- **Task prompt**: Restate each entry below exactly; pictures stay out of the copy.

Dataset items
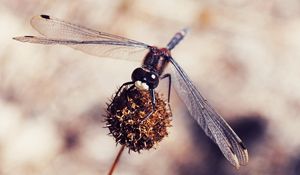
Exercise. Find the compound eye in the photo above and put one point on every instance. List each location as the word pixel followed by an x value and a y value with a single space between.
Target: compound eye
pixel 138 74
pixel 152 80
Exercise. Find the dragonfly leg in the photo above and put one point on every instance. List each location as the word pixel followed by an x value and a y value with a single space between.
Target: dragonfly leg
pixel 169 85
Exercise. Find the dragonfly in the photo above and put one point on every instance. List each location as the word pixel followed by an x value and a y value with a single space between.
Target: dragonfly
pixel 154 61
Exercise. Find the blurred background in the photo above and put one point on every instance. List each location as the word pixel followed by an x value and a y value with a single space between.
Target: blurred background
pixel 242 55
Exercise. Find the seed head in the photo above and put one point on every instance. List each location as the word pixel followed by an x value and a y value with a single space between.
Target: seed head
pixel 125 115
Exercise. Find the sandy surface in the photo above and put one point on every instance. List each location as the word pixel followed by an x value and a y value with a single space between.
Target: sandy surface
pixel 243 56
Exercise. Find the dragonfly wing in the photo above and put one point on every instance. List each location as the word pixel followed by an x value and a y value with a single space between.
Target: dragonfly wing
pixel 210 121
pixel 90 41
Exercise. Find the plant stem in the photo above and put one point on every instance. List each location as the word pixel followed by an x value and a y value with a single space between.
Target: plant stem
pixel 116 161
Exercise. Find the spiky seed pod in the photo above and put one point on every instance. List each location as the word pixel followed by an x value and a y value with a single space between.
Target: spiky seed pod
pixel 125 116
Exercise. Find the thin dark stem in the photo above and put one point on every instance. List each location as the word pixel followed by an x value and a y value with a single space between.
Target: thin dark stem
pixel 116 160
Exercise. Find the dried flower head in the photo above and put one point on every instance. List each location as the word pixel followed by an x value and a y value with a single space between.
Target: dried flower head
pixel 125 116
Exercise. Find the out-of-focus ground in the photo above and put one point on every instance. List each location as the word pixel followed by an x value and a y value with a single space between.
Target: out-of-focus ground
pixel 243 55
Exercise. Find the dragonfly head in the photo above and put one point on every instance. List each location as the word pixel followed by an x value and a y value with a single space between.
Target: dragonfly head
pixel 144 79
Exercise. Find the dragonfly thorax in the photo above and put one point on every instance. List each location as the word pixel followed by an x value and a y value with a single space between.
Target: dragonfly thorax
pixel 144 78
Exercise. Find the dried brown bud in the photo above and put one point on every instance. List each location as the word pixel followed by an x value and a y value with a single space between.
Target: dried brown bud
pixel 125 116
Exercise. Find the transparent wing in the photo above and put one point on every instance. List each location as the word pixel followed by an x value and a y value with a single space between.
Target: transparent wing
pixel 90 41
pixel 210 121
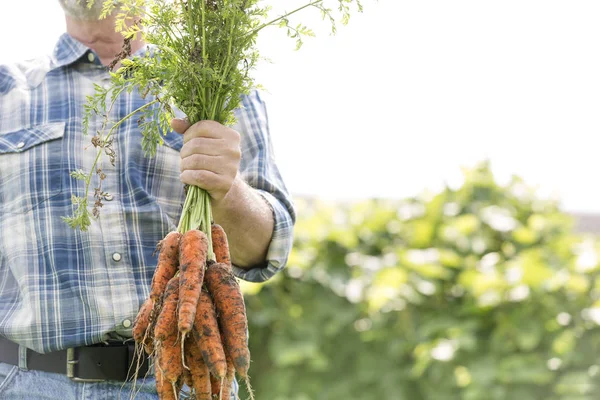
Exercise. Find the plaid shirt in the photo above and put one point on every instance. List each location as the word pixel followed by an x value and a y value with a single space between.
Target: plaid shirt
pixel 59 287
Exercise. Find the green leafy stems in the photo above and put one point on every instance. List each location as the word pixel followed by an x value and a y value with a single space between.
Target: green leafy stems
pixel 200 55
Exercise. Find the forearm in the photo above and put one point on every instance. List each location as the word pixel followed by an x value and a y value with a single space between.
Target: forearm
pixel 248 221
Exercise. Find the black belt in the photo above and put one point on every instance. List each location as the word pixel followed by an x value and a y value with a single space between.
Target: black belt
pixel 96 363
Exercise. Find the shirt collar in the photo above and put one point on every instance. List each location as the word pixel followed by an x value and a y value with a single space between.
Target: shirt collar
pixel 67 51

- **Answer**:
Exercise. Find the compound eye in the photo above and put one point on every instance. List each location as the word pixel followed by an x value and a y value with a single space between.
Target: compound eye
pixel 138 74
pixel 152 80
Exercise. Find the dragonfly leg in the photo above and put one point on every instance. List each location as the word pixel followed by an x value and a y value with a single space between.
Target: dragonfly leg
pixel 169 85
Exercise. Find the dragonfly in the photo above and put one point on every instance. List each location as the word pixel followed by an x value and a y value with a single space between.
Target: dragonfly
pixel 154 61
Exercise. Find the blurred background in the photo above and put one point on every instance. List each location as the word pixel followed by an x value and a y value with a single space between.
Target: blurred background
pixel 242 55
Exercise. Find the seed head in the photo above and put one point on every instance. List each location as the word pixel followed by an x value and a y value with a single space between.
Target: seed head
pixel 125 115
Exercise. Find the sandy surface in the photo above and put one point on every instance. List each location as the word pixel followed by an x value and a y value with a single space between.
Target: sandy surface
pixel 243 56
Exercise. Find the dragonfly wing in the photo above and put one point on every instance. List each location as the word pixel followed by an x value and a y value with a single space between.
Target: dragonfly wing
pixel 210 121
pixel 90 41
Exercise. Find the plant stem in the photo above and put one point on every instance. List each location as the word pixel followed by an x value and a y value with a single space between.
Target: plant stem
pixel 116 161
Exercise. Find the spiky seed pod in the photo above and put one point on every instance. List each location as the word pixel followed by an x value and a y value with a single space between.
Target: spiky seed pod
pixel 125 116
Exercise. Find the thin dark stem in the photo above and put one point on every instance. List each location as the word pixel followed by an x value and a y value with a single space between.
Target: thin dark stem
pixel 116 160
Exercise. Find the dried flower head in the photo above and put one point on every instance. List each location as the word pixel followed by an x value and a y value with a single space between.
Target: dried flower head
pixel 125 116
Exercise. Find the out-of-focus ground in the photo above and put one point on every instance. List each location as the word pixel followed by an x value and a y value with a single space between.
Target: out-of-focus ground
pixel 243 55
Exercise. Find the dragonfly head in the photo above and put one point on every instance. List each location as the word pixel followed by an x value and a y value with a single space between.
Target: dragonfly head
pixel 144 79
Exercise. Find the dragonfly thorax in the photo above and put one point on every instance. List each location as the word pixel followed by an x value and a y value with a single space between.
Target: dragonfly thorax
pixel 144 78
Exercise. Find the dried brown bud in the photo above and put one point on every instance. List each location as the word pixel followed by an x value and a y value with a single space between.
Target: dried brown bud
pixel 125 116
Exercise. Find the transparent wing in the photo above and put one point on every instance. List each location as the word pixel followed by an x value and a y value with a single space between.
Target: transparent wing
pixel 90 41
pixel 210 121
Exercise. Find the plaid shirt in the photo above and put one point on every instance. List each location as the word pixel followed by an x value and a y value with a single space between.
Target: plaid shirt
pixel 59 287
Exercise. Find the green leafy stems in the photo above and put one point on every instance. List each location as the word pixel followed by an x value and a y value with a single space between.
Target: green leafy stems
pixel 200 55
Exercise. Find the forearm in the photo above and put one point on every instance. List each location as the word pixel followed by an x value and a y value with a single space between.
Target: forearm
pixel 248 221
Exercise. Find the black belt in the photo above and put one point on every instance. List each location as the word pixel followed by an x value and a y value with a single space between.
Target: black belt
pixel 96 363
Exercise. Find the shirt collar in the photo above and put one point on every instance. List each location as the word pixel followed by an x value and a y value with a single space between.
Target: shirt collar
pixel 67 51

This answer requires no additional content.